→ Recorded information

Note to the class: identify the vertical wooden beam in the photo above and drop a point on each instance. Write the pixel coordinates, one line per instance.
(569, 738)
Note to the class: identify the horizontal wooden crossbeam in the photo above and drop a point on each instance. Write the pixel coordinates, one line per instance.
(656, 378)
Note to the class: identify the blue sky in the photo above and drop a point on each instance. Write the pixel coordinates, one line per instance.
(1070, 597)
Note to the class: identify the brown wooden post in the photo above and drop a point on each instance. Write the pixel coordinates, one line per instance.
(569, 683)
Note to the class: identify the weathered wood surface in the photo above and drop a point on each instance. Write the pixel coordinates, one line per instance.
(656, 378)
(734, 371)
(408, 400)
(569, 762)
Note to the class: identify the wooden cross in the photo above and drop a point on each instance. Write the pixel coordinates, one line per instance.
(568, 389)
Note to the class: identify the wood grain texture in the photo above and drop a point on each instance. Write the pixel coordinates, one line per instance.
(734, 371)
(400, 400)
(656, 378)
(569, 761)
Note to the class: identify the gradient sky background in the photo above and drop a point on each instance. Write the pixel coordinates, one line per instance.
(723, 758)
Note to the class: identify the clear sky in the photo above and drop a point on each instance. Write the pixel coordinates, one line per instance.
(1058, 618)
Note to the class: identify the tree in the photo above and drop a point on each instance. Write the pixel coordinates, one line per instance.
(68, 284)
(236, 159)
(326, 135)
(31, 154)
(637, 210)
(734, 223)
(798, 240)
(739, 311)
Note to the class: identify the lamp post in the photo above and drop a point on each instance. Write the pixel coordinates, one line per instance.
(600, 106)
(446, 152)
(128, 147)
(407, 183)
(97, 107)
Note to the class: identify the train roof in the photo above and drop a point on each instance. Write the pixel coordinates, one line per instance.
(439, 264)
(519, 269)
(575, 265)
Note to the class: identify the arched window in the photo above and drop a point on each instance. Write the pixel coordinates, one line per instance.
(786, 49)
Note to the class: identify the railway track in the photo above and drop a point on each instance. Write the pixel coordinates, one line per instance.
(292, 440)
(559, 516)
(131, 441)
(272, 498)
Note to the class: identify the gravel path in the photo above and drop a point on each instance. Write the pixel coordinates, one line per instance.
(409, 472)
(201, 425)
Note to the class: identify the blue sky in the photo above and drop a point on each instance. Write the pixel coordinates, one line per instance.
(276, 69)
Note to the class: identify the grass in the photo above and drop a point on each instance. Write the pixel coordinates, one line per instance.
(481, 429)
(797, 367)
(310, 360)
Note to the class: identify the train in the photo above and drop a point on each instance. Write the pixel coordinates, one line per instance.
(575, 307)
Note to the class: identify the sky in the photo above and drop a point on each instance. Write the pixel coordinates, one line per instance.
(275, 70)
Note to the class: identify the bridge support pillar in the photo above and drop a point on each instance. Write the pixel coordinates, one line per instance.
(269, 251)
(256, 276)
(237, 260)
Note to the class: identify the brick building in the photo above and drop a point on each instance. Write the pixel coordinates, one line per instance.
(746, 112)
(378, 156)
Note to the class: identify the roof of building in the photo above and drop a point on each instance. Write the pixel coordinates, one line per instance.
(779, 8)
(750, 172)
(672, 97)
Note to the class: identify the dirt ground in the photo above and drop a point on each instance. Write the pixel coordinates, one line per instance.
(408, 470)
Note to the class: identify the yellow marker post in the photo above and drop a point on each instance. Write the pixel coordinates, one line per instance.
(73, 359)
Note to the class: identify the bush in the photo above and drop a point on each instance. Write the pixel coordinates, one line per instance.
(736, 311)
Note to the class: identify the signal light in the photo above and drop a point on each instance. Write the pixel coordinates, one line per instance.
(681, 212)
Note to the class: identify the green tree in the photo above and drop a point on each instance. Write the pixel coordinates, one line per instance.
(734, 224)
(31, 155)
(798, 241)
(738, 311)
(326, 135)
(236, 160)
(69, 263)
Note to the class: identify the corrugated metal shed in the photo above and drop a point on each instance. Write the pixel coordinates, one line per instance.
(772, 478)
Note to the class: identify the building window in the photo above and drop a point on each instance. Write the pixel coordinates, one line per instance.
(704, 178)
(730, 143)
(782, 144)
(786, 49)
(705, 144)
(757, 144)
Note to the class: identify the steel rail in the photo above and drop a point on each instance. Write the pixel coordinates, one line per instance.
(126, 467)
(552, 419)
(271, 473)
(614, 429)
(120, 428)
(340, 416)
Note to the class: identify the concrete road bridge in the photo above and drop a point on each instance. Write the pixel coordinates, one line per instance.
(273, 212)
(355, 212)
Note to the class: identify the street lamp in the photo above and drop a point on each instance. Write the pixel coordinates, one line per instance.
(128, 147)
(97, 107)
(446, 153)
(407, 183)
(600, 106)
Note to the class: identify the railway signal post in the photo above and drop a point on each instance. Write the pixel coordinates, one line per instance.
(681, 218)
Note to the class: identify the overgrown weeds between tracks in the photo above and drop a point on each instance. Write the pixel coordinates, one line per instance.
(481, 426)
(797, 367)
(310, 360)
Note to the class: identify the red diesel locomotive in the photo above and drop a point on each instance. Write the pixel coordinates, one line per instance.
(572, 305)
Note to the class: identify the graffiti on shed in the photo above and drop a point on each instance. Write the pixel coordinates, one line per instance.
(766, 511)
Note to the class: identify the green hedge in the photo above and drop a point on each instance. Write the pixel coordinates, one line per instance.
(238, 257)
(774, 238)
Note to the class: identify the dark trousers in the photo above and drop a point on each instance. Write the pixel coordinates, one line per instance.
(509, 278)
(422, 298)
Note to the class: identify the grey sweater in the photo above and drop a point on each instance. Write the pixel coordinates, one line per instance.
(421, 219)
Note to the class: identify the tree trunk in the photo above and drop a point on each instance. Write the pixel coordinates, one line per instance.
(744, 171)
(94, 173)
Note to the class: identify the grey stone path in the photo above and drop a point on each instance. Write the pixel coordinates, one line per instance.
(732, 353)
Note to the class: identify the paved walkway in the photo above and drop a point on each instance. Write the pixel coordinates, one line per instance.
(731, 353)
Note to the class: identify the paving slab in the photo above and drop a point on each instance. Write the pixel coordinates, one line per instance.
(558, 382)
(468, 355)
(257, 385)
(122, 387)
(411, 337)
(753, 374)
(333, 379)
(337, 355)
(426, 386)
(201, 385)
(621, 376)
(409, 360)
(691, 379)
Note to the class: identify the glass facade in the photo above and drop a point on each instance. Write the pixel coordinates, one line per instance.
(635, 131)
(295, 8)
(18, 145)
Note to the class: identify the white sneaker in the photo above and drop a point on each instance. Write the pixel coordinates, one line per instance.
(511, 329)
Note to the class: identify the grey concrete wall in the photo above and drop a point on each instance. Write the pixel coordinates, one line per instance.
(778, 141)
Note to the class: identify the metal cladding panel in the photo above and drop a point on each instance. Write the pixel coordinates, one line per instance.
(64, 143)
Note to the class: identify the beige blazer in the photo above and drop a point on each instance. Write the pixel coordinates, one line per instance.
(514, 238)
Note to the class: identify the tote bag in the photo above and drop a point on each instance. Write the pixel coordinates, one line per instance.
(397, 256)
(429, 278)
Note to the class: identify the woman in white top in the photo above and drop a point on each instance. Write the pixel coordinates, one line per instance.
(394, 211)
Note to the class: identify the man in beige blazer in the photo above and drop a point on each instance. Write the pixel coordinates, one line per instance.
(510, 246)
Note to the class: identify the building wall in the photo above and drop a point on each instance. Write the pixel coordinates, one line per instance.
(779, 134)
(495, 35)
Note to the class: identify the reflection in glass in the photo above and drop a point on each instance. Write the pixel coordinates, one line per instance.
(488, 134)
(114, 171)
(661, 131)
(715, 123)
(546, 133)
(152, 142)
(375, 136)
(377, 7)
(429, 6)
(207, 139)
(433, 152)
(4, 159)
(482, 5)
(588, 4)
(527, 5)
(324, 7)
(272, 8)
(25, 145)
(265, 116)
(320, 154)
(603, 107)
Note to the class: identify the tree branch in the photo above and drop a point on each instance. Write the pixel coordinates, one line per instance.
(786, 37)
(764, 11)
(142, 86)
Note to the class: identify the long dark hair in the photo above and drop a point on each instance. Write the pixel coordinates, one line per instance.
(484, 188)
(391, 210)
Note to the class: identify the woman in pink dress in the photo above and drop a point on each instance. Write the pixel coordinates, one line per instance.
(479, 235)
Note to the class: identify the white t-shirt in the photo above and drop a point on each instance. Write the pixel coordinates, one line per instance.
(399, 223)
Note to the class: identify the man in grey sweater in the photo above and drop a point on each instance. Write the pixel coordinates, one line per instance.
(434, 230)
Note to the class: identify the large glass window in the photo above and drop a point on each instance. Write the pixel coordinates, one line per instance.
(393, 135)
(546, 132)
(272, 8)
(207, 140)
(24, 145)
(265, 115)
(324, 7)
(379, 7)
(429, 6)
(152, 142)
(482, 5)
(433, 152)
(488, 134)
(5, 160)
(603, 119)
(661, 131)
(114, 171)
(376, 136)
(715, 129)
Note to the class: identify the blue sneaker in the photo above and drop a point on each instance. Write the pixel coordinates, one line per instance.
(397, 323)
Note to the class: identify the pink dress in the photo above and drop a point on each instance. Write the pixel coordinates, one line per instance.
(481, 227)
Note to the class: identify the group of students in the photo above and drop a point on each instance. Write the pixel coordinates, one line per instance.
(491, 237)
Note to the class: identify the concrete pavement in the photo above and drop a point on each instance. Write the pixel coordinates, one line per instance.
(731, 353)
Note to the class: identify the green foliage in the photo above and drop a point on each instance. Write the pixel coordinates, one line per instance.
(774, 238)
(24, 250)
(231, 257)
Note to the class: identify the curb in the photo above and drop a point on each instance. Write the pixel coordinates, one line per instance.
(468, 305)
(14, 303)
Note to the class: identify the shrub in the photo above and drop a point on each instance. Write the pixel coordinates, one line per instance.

→ Given request
Copy out the stretch of the records from the line containing "Note to the class: identify the blue sneaker" through the last line of the records, unchanged.

→ Output
Note to the class: identify the blue sneaker in the photo above and drop a point on each instance. Write the pixel coordinates, one line per instance.
(397, 323)
Note to the class: identify the pink dress in the photo above and drop a point on each instance. Write the pixel coordinates, one line per instance.
(481, 227)
Note to the class: identify the group of students in the photo above and drop a point on each instance. Write the pixel coordinates, one line per instance.
(491, 237)
Note to the class: identify the concrete pavement in the photo above and drop a point on each instance. Write the pixel coordinates, one line per instance.
(731, 353)
Note to the class: identify the green foliage in the photo above and drop a point on each instance. Write the pixel coordinates, one line per instance.
(774, 238)
(24, 250)
(231, 257)
Note to the class: identify the curb in the photo above and drop a point on each instance. Write the pixel coordinates, one line per instance.
(468, 305)
(14, 303)
Note to the class: identify the shrub in the photo above and drop a point on each instance. Write the pixel coordinates, one line per instance.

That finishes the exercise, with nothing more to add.